Критик П. Незнамов, сочувственно цитирующий письмо инженера, отмечает, что главная вина новоиспеченных производственных авторов — нежелание поступиться привычной литературной бутафорией, "стилизация живой действительности под роман" [НЛ 05.1928].
13//12
Новое здание депо обвивали хвойные дуги... — О хвойном оформлении въездов, арок и других сооружений см. ЗТ 1//10.
13//13
...Не сговариваясь, записали в свои записные книжки: "...Толпа обратилась в слух — ... "В день праздника улицы Старгорода стали как будто шире..." "Шумные аплодисменты, переходящие в овацию..." — Шутка по поводу синхронного писания штампами встречается у сатириконовцев: "И когда они [неоперившиеся провинциальные литераторы] придвигают к себе кусок белой, многострадальной бумаги, все вместе пишут тихо и примиренно: „Вечерело“" [С. Горный, Вечерело, Ст 15.1912].
К непременным репортажным штампам относится и фраза "...улицы стали как будто шире", и следующая за ней. Одинаковые записи, делаемые одновременно и независимо друг от друга многими корреспондентами, отражают засорение штампами журналистской и ораторской речи 20-х гг. Наиболее дальновидные современники видели в этом компрометацию революционных идеалов и опасность для всего дела строительства социализма. Как писал в 1929 г. известный лингвист Г. О. Винокур:
"Примеров таких истрепанных формул, выветрившаяся словесная оболочка которых лишает их всякой впечатляющей силы, можно привести сколько угодно... И правда ведь: мне по крайней мере достаточно увидеть статью, озаглавленную: „Больше внимания сельскому хозяйству" или „Больше внимания Красному флоту", чтоб ни за что не прочесть этой статьи. Мне достаточно увидеть напечатанное жирным шрифтом „Балканский костер грозит вспыхнуть", чтобы усомниться, в самом ли деле существует такой костер? Да, подлинно, существуют ли и Балканы?.. Невыносимы тысячекратно повторяемые „лицом к деревне", „даешь культкомиссию", „крепи красный флот", „режим экономии"... Все эти „да здравствует" и „долой", попеременно обращаемые к „передовому авангарду рабочего класса", „победе рабочих и крестьян", „международной солидарности" и, с другой стороны, к „взбесившимся империалистам", „акулам мирового капитала", „реформистским лакеям" и т. п., и т. п. стали в такой степени конвенциональными, что стилистически они звучат как печати и надписи секретаря, заверяющего копию с подлинником... Это своего рода обязательная формула вежливости, сходная с заключительным „Yours very truly" на английском деловом письме... Все почти материалы нашей фразеологии — это изношенные клише, стертые пятаки... За этим словесным обнищанием, за этим катастрофическим падением нашей лингвистической валюты кроется громадная социальная опасность. Нетрудно видеть, что [при инфляции языка] уродливым, ничего не значащим становится и наше мышление" [в его кн.: Культура языка, 152-158].

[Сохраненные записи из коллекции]
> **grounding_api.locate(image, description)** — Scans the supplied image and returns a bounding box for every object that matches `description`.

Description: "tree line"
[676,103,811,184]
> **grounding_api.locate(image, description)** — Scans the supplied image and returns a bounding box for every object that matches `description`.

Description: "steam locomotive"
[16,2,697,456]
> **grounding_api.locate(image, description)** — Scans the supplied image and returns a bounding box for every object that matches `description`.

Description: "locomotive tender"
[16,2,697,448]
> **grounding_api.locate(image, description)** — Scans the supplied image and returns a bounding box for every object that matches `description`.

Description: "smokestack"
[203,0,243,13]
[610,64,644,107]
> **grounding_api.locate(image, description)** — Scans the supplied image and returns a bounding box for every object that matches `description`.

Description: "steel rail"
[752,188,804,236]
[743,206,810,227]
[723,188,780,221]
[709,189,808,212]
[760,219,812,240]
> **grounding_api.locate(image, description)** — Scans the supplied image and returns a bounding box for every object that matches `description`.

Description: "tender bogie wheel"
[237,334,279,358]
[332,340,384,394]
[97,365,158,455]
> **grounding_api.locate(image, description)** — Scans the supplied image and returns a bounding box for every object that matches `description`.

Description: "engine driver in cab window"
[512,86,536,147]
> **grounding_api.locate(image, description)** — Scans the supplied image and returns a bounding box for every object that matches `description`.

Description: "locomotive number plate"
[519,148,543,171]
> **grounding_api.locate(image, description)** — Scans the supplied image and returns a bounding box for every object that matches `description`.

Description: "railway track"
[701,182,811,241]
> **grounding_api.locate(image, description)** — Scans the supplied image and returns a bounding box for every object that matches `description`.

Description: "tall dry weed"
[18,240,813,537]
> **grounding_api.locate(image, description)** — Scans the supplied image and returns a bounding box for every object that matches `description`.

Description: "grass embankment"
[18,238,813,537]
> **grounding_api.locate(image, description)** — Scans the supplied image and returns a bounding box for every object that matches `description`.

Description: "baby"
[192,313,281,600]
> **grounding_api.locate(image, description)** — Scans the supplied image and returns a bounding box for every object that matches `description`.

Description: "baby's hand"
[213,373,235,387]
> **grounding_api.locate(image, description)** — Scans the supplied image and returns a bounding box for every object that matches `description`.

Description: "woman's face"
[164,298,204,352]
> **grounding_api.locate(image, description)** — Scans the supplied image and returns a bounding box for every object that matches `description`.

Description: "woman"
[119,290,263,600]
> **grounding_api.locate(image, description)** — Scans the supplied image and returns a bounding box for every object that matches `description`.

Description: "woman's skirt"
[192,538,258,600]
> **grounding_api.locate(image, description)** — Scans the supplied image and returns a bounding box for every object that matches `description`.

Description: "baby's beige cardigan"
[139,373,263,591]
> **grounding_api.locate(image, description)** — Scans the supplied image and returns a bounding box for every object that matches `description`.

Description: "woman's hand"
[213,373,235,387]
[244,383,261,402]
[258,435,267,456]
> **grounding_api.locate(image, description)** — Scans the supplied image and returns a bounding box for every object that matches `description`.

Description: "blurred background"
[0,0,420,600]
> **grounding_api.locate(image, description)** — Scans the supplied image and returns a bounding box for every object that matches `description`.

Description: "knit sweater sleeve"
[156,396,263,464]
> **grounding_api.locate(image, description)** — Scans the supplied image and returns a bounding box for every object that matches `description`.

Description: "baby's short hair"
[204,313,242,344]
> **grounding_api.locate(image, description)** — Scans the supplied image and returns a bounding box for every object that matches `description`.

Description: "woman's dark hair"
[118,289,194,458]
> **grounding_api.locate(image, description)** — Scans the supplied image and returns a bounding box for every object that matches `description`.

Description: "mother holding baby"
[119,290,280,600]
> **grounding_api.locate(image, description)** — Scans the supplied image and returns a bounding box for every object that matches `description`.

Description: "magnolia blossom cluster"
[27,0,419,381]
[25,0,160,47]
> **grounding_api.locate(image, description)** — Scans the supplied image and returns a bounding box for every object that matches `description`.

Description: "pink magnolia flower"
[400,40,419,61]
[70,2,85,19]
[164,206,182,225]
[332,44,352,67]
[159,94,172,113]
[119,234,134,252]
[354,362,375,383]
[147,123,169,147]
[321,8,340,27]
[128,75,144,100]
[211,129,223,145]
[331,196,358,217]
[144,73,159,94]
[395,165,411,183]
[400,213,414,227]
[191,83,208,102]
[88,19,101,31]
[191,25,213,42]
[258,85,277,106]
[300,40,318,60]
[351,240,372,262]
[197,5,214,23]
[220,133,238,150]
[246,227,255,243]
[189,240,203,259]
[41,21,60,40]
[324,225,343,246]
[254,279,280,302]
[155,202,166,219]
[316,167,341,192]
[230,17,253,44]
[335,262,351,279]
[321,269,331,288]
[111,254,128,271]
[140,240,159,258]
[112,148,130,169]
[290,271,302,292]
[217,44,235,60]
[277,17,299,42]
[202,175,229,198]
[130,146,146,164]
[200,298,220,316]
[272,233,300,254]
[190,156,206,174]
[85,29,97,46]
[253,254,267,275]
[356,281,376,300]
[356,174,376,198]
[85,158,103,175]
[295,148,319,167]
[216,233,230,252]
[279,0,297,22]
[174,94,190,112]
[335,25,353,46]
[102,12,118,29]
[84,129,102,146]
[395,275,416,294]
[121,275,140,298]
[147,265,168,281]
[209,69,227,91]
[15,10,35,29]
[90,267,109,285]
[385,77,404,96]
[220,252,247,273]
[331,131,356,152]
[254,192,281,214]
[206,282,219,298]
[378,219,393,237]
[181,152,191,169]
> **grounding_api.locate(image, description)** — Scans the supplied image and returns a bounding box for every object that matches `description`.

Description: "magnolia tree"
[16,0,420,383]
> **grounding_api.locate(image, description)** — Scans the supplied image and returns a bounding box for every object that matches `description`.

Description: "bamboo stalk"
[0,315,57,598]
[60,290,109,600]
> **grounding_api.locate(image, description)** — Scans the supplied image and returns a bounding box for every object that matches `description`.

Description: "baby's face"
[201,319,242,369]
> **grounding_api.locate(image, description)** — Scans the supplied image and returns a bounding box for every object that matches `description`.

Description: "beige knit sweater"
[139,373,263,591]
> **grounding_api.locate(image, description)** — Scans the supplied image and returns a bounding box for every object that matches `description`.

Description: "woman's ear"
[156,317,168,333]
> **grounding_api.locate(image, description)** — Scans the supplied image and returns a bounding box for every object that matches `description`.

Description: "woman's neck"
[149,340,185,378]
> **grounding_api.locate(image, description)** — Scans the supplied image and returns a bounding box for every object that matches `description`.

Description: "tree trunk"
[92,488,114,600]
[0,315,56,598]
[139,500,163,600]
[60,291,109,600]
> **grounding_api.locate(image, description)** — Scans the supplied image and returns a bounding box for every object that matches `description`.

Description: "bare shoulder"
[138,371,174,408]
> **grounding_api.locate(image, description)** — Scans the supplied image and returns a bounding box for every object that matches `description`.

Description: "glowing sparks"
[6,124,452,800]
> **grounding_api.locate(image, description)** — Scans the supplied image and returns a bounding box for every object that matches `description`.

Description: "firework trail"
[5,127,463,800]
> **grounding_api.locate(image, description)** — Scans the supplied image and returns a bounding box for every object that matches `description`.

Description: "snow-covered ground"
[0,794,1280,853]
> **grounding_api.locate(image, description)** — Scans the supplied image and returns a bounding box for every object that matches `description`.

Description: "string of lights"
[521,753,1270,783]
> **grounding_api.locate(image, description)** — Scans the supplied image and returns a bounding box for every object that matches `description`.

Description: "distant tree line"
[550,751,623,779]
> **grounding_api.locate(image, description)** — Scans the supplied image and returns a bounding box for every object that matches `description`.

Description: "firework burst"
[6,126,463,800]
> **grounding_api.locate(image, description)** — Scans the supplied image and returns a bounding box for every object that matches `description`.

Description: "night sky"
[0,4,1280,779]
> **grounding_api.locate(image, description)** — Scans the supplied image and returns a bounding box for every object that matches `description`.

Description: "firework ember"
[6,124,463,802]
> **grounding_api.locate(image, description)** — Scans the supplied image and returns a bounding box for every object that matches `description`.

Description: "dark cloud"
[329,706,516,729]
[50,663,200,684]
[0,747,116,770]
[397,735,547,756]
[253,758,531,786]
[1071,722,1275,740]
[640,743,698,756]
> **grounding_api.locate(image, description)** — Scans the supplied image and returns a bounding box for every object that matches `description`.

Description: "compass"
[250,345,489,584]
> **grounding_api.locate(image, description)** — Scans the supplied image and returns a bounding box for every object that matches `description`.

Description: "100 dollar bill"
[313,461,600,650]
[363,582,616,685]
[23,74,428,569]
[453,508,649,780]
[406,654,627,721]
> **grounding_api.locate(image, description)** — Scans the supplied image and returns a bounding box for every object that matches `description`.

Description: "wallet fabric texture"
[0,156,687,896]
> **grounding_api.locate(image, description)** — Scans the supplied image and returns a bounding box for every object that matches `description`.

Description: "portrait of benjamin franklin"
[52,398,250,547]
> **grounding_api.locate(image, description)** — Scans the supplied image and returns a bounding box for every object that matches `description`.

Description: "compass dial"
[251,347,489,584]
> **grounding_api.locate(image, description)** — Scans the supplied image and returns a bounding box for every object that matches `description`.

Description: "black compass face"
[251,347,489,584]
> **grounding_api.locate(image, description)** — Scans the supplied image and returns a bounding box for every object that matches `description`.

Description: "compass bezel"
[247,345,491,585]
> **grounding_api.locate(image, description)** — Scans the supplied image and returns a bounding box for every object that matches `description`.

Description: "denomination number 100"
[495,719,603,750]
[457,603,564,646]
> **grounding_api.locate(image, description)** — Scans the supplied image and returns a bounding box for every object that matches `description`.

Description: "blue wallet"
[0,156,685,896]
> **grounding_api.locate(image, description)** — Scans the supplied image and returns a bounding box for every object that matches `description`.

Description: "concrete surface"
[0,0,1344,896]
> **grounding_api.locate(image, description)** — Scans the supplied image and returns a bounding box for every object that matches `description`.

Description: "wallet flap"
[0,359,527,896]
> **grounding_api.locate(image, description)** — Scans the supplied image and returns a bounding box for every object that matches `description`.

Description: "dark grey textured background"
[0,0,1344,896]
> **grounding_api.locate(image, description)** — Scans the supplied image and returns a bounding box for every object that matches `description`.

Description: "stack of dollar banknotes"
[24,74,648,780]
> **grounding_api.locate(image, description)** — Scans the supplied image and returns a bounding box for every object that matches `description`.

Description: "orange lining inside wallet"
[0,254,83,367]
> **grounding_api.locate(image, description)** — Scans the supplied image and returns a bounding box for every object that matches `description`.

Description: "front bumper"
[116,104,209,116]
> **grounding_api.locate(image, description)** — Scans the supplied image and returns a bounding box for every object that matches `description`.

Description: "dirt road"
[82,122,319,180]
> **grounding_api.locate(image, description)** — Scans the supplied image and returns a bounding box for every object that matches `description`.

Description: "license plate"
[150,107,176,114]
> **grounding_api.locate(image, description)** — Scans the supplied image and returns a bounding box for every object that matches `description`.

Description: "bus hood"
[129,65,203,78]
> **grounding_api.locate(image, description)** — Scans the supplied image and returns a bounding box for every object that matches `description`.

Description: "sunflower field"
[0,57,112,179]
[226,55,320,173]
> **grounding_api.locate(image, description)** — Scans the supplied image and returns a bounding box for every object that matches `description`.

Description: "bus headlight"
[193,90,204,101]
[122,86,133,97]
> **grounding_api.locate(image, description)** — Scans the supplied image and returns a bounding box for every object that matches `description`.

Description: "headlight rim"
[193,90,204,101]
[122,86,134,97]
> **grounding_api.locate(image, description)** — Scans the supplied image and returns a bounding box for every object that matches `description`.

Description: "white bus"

## Письменное задание 1
Определите, согласуется ли каждое утверждение с текстом о речевых штампах: (а) Г. О. Винокур писал о штампах в 1929 г.; (б) критик П. Незнамов осуждает письмо инженера; (в) Винокур сравнивает штампы с заключительной формулой английского делового письма. Ответьте «да» или «нет» и дословно приведите решающие слова текста.
## Письменное задание 2
Перепишите из текста о речевых штампах отрывок от слов "Критик П. Незнамов, сочувственно" до слов "см. ЗТ 1//10.".

## Результат выполнения 1
(а) Да: «Как писал в 1929 г. известный лингвист Г. О. Винокур».
(б) Нет: «Критик П. Незнамов, сочувственно цитирующий письмо инженера».
(в) Да: «Это своего рода обязательная формула вежливости, сходная с заключительным „Yours very truly" на английском деловом письме».

## Результат выполнения 2
Критик П. Незнамов, сочувственно цитирующий письмо инженера, отмечает, что главная вина новоиспеченных производственных авторов — нежелание поступиться привычной литературной бутафорией, "стилизация живой действительности под роман" [НЛ 05.1928].
13//12
Новое здание депо обвивали хвойные дуги... — О хвойном оформлении въездов, арок и других сооружений см. ЗТ 1//10.